Content starts

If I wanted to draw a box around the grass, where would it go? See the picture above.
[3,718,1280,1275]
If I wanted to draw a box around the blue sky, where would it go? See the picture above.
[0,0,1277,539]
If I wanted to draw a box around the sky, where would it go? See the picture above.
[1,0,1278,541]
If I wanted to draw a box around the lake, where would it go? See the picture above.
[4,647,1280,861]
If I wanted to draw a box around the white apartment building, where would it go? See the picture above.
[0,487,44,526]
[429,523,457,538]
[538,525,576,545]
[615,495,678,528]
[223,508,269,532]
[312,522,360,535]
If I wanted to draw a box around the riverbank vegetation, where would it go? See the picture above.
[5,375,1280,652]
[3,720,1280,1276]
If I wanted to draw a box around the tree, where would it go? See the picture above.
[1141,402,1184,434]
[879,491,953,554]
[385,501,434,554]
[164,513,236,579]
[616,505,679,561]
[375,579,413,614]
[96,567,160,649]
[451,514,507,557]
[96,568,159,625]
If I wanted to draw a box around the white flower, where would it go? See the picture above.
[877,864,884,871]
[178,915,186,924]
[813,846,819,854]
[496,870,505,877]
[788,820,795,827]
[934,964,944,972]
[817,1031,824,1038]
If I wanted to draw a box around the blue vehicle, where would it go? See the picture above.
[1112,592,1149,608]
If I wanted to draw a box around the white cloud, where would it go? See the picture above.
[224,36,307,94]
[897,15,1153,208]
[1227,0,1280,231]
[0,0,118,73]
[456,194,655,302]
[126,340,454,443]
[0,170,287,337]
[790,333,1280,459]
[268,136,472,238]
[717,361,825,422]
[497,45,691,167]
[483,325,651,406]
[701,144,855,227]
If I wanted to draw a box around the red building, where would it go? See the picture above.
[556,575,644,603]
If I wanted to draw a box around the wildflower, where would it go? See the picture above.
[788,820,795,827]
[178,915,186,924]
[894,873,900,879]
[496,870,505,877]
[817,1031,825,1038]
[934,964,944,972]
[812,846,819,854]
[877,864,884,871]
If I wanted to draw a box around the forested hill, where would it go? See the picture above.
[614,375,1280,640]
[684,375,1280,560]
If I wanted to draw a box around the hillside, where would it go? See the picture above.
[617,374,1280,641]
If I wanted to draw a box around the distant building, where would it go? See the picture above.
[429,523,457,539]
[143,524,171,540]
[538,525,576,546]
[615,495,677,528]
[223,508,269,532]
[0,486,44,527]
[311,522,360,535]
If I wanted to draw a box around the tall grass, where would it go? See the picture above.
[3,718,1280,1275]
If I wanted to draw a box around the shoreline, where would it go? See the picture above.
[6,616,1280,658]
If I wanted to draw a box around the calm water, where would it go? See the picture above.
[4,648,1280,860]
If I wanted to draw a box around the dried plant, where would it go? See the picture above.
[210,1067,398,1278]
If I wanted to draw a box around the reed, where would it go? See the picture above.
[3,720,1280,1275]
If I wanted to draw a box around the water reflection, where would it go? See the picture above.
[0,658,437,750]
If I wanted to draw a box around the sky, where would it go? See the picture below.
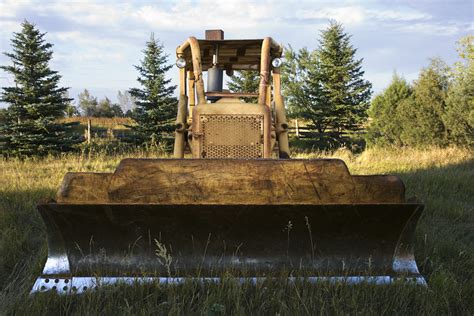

Content ends

TO DO – Exactly the lines from the one holding "If I wanted to draw a box around the reed, where" through the last line of the entries must be set down, with nothing added and no pictures.

TASK RESPONSE –
If I wanted to draw a box around the reed, where would it go? See the picture above.
[3,720,1280,1275]
If I wanted to draw a box around the water reflection, where would it go? See the picture above.
[0,658,437,750]
If I wanted to draw a box around the sky, where would it go? See the picture below.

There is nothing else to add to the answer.